#### Reading passage ####

In 1863 also the Scientific Form was remodelled to suit boys intending to become doctors or engineers, the former studying mechanics, physics, chemistry, botany and zoology, the latter mechanism, physics, mineralogy, geology and the theory of the steam engine; but its numbers dwindled from 15 to 7, and some even of these seem to have regarded it as a “soft option.” Possibly the subject suffered also from the fact that after 1865 the teaching was done by a visiting master. The Headmaster however was anxious that all boys should undergo some training in scientific method, and in 1864 reported that he had made arrangements whereby all boys in Forms ii and iii should receive a year's instruction in botany and in Form iv a year's course in chemistry, and in 1868 he stated that in Forms ii and iii object lessons on machines and the properties of matter had been introduced. In 1867 an incentive was given to the study of science by the gift of £200 by Mr. Nathaniel Sharpe (O.L.), long Receiver to the Pious Use Trust, to provide two prizes of books—

“One moiety of the interest of the above sum to be given to the pupil attending the regular scientific course who shall pass the best examination in two branches at least of natural or mechanical science, of which chemistry shall be one. The other moiety to be divided into two prizes open to boys in the Upper and Lower Departments respectively, who, not having attended the regular scientific course, shall pass the best examination in any two subjects of natural or mechanical science. Should there be no pupil to take up the subject the Trustees with the Headmaster to appoint the prizes. No boy to receive the same prize twice.”

The conditions have from time to time been modified, owing to changes in the work of the School. In 1868 and 1870 four prizes were given, in 1869 and 1871 two. Since 1872 the Calendar merely states that they are “for the various divisions of the scientific course,” and from 1902 one prize has been given for mathematics.


IN 1868 the position of the School was much strengthened by the favourable notice it received from external sources.

In July the Headmaster reported that it had been visited by a commission appointed by the French Government to investigate secondary education in England, and that the Commissioners spoke very highly of the way in which the School was satisfying existing requirements and at the same time respecting the will of the Founder. Much more important however was the report of Mr. J. G. Fitch, who visited the West Riding in connexion with the Schools Inquiry Commission in England.

The condition of the Grammar Schools at that time was almost incredibly bad. The buildings as a rule were mean, the equipment defective, the scholars few, the teaching poor, the curriculum narrow, the standard of education disgracefully low. Leeds had 179 boys, York 171, Doncaster 134, but at Ripon there were 56, at Sedbergh 23, at Giggleswick 39, at Bradford 58, at Heath 39, at Skipton 45, at Wakefield 79, at Richmond 44, at Pocklington 50. At Bradford, we hear, 2 boys were reading a Greek play, and 6 others had made some progress in Latin; in mathematics not more than 3 or 4 had made perceptible progress; no French or German was taught; the knowledge of history, geography, and arithmetic was loose and inaccurate. At Giggleswick, though elementary subjects and the Latin accidence were well known, only 5 boys learnt French, no science was taught, and the teaching of mathematics hardly went beyond the ordinary rules of arithmetic. At Sedbergh the boys seemed to attend the school merely to qualify for exhibitions; their attitude was disrespectful, the work slovenly, the school dirty, and there was no attempt to teach science or modern languages. At Skipton the work, the discipline, and the equipment were alike bad.

For this state of affairs various causes were assigned.

1. The Governors were too exclusively local men, often uneducated, and prone to appoint friends as masters and to manipulate the school estates for private ends.

####

# Aim 1
Please print everything in the school history passage from "The conditions have" down to "from external sources.".
# Aim 2
According to the school history passage, what is the first cause given for the poor condition of the Grammar Schools? Explain it in one to three sentences.
You won't need the rows that come after this point.

#### Data listing ####

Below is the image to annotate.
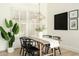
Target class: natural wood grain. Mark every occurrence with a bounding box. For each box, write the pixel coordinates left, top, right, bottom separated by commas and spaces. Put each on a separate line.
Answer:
0, 48, 79, 56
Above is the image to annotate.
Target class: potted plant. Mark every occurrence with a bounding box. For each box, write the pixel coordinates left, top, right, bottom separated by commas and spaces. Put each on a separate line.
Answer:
0, 19, 19, 53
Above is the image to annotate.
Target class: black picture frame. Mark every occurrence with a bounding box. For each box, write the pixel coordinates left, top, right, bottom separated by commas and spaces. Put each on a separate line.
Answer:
69, 9, 78, 19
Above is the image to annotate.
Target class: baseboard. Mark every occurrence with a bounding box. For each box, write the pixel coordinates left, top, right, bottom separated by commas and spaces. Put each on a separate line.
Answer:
61, 45, 79, 53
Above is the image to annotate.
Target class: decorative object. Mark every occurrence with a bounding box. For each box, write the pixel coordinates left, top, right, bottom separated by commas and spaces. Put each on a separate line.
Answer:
0, 19, 19, 53
69, 10, 78, 30
69, 10, 78, 19
35, 3, 45, 38
69, 18, 78, 30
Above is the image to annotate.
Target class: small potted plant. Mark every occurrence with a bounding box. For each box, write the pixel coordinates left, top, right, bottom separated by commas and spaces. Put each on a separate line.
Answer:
0, 19, 19, 53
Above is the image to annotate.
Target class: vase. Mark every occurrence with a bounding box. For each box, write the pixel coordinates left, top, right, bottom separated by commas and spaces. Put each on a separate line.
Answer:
39, 32, 43, 38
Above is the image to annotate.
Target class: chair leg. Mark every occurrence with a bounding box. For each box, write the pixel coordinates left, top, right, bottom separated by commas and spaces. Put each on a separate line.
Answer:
19, 48, 22, 55
58, 47, 61, 55
53, 48, 56, 56
51, 49, 53, 56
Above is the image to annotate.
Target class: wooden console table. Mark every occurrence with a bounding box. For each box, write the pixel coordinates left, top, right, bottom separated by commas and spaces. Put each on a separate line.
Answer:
29, 36, 50, 56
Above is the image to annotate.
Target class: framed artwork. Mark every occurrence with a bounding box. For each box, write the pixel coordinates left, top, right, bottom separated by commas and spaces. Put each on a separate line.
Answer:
69, 10, 78, 19
69, 18, 78, 30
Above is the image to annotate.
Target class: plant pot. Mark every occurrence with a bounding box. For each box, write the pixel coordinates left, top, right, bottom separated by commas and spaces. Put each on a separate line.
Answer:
8, 47, 14, 53
39, 32, 43, 38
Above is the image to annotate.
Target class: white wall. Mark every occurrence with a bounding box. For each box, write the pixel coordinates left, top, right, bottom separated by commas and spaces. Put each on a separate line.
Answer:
0, 3, 47, 51
47, 3, 79, 52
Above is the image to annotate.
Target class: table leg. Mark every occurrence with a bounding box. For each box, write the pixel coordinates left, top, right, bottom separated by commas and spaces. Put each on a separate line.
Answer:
39, 44, 42, 56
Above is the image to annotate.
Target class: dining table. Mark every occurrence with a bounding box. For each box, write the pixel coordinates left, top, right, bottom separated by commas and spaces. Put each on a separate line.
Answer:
29, 36, 59, 56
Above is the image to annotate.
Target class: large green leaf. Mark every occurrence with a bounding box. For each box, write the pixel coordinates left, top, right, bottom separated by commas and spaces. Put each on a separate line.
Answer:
8, 35, 15, 47
12, 23, 19, 34
9, 20, 13, 27
0, 26, 9, 40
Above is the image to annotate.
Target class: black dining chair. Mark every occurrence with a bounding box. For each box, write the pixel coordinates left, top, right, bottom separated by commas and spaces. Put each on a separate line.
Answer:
20, 37, 39, 56
43, 35, 61, 56
20, 37, 28, 55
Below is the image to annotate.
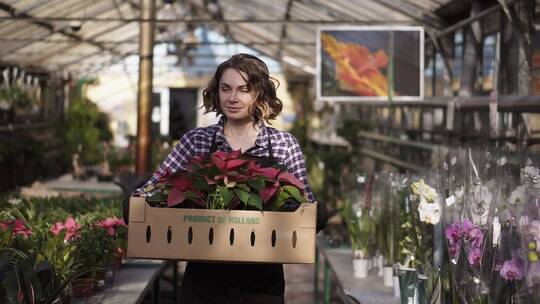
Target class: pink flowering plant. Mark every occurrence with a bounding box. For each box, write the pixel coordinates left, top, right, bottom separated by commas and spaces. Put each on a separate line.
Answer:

####

# Reply 1
The conditions have from time to time been modified, owing to changes in the work of the School. In 1868 and 1870 four prizes were given, in 1869 and 1871 two. Since 1872 the Calendar merely states that they are “for the various divisions of the scientific course,” and from 1902 one prize has been given for mathematics.


IN 1868 the position of the School was much strengthened by the favourable notice it received from external sources.

# Reply 2
The first cause given is that the Governors were too exclusively local men and were often uneducated. They were also prone to appoint friends as masters and to manipulate the school estates for private ends.